• TASK PROMPT: Can you reproduce, character for character, everything in the records below from the line containing "Target: dark jeans" down to the line containing "63L199 64L192 64L189", with both of those lines included?

*** RECORDS PROVIDED

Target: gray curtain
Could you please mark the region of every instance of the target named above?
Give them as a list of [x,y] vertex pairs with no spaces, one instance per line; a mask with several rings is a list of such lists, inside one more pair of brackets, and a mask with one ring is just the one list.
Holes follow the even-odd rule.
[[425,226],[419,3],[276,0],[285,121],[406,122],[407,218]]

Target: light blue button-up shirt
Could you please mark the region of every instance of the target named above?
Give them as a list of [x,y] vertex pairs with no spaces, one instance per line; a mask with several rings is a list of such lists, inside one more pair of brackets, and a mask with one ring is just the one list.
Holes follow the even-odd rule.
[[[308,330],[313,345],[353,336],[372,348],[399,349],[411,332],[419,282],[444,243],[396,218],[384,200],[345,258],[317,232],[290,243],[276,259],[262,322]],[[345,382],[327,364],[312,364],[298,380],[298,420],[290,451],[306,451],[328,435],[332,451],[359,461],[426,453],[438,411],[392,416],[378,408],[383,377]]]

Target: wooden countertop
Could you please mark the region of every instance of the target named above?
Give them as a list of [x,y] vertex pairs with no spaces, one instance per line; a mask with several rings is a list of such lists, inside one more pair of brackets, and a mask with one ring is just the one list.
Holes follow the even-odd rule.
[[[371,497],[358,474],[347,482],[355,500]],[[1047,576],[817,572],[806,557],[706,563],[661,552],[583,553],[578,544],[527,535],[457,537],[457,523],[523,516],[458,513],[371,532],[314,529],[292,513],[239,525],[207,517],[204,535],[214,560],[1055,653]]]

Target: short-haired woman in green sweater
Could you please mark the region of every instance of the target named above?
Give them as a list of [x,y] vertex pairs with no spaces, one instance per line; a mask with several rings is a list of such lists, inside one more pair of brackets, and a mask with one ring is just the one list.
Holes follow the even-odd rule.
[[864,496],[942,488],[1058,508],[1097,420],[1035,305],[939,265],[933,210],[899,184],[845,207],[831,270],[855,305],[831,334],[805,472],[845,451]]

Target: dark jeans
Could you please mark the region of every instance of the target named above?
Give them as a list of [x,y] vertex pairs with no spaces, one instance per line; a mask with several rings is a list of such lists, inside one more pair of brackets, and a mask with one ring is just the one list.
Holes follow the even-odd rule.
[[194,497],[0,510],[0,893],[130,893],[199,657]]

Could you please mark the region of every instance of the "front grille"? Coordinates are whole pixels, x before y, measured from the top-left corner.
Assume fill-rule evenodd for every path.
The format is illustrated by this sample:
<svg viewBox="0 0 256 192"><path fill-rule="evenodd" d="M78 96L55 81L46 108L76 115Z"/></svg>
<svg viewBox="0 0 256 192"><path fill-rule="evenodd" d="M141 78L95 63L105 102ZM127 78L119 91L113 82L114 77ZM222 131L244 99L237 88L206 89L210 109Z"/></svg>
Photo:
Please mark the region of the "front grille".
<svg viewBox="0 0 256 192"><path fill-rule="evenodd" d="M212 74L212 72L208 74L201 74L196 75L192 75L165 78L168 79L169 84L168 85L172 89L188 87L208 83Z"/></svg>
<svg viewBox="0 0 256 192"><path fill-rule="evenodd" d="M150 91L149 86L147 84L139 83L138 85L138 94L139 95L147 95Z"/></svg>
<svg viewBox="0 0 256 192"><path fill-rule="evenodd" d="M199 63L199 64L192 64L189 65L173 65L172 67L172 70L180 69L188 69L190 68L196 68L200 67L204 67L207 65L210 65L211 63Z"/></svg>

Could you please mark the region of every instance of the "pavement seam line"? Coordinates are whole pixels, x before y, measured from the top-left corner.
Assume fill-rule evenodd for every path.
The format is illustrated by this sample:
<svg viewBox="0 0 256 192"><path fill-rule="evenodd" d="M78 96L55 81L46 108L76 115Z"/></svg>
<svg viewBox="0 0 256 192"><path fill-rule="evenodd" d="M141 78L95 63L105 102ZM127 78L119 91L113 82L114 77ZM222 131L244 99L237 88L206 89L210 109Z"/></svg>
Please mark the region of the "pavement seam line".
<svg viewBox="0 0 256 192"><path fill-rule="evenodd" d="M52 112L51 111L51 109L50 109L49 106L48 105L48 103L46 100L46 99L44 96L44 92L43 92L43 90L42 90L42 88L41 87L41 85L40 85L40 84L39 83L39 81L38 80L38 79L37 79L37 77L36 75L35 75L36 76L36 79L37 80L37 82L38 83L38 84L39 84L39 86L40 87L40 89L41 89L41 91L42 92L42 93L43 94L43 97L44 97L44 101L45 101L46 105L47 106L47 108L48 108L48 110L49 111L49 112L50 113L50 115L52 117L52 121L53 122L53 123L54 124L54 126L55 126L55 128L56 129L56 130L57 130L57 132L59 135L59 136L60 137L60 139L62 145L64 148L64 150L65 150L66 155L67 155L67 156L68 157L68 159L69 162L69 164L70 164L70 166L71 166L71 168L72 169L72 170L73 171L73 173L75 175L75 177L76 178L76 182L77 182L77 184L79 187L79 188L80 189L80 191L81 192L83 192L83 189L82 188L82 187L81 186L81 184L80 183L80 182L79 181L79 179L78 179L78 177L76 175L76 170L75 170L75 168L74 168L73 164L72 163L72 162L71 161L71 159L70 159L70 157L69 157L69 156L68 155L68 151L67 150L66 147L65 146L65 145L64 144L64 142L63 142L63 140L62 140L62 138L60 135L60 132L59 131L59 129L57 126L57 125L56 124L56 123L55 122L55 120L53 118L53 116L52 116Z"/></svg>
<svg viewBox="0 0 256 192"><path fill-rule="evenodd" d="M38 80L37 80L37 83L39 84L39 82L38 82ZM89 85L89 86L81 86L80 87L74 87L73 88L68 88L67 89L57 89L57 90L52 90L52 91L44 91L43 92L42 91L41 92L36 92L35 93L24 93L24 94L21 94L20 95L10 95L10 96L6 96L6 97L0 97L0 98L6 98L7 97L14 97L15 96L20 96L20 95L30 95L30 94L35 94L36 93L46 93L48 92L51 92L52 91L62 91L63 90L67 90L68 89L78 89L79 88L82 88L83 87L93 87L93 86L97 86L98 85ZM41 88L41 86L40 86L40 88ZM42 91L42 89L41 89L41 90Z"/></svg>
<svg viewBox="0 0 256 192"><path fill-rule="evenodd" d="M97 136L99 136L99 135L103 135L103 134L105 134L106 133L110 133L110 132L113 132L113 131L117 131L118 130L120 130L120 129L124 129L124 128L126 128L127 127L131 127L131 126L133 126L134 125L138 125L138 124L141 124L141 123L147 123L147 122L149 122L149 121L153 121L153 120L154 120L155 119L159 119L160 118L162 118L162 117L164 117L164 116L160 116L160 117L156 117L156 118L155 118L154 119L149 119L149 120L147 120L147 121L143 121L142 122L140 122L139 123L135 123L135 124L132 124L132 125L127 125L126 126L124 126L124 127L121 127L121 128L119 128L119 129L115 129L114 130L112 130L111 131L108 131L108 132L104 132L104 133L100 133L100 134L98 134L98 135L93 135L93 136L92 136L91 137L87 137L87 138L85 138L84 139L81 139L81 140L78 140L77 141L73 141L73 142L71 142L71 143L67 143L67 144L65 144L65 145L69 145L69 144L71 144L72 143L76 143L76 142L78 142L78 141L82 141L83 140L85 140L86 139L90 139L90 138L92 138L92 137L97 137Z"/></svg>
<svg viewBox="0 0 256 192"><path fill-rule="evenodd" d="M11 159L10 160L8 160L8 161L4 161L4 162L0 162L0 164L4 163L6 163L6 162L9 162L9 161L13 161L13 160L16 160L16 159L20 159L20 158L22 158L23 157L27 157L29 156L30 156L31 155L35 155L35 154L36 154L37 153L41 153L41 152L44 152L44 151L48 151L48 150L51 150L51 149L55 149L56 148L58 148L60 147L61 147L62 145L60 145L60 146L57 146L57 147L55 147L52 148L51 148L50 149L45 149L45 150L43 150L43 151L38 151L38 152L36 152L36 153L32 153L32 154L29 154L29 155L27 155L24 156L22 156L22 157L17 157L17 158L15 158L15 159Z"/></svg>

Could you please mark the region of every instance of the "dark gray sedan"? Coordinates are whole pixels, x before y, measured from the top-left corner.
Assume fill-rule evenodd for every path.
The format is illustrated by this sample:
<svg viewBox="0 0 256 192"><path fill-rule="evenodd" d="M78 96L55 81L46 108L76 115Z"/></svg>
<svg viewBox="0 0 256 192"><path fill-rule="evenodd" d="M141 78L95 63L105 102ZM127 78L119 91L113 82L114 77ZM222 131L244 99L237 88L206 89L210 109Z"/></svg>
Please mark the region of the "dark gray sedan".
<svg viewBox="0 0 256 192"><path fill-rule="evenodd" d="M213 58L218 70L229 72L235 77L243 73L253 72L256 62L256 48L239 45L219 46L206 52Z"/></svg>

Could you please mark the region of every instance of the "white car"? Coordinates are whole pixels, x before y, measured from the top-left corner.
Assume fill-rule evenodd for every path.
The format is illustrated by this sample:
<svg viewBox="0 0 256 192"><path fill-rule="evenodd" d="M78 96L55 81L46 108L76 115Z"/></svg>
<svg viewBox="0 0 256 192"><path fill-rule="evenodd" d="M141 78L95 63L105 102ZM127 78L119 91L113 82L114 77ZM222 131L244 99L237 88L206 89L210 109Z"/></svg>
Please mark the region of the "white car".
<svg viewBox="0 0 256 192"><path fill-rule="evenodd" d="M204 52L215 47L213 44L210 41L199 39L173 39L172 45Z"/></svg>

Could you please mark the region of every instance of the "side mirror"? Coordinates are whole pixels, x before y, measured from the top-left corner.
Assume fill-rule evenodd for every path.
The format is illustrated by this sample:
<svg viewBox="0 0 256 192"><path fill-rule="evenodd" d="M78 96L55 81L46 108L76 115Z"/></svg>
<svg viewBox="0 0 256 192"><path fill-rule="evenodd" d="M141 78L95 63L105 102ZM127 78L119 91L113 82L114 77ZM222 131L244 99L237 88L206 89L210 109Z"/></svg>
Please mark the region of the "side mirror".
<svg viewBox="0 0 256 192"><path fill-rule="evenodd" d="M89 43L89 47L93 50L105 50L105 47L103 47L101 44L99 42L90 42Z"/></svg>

******

• OUTPUT FOR THIS EXERCISE:
Target: dark jeans
Could you please mark the region of every instance of the target named above?
Give them as a list of [x,y] vertex pairs with no spaces, one instance per line; a mask with several rings is a list of such lists, inside one more pair of brackets, and a mask with one ring is just the one list.
Holes follow the even-odd rule.
[[194,497],[0,510],[0,893],[130,893],[199,657]]

Could you please mark the region of every instance of the "front grille"? Coordinates are whole pixels, x before y, measured from the top-left corner.
Assume fill-rule evenodd for every path.
The format is illustrated by this sample:
<svg viewBox="0 0 256 192"><path fill-rule="evenodd" d="M78 96L55 81L46 108L76 115Z"/></svg>
<svg viewBox="0 0 256 192"><path fill-rule="evenodd" d="M141 78L95 63L105 102ZM127 78L119 91L113 82L114 77ZM222 131L244 99L237 88L206 89L210 109Z"/></svg>
Photo:
Please mark the region of the "front grille".
<svg viewBox="0 0 256 192"><path fill-rule="evenodd" d="M212 74L212 72L208 74L201 74L196 75L192 75L165 78L168 79L169 84L168 85L172 89L188 87L208 83Z"/></svg>
<svg viewBox="0 0 256 192"><path fill-rule="evenodd" d="M150 91L149 86L147 84L139 83L138 85L138 94L139 95L147 95Z"/></svg>
<svg viewBox="0 0 256 192"><path fill-rule="evenodd" d="M199 63L199 64L192 64L189 65L173 65L172 67L172 70L180 69L188 69L190 68L196 68L200 67L204 67L207 65L210 65L211 63Z"/></svg>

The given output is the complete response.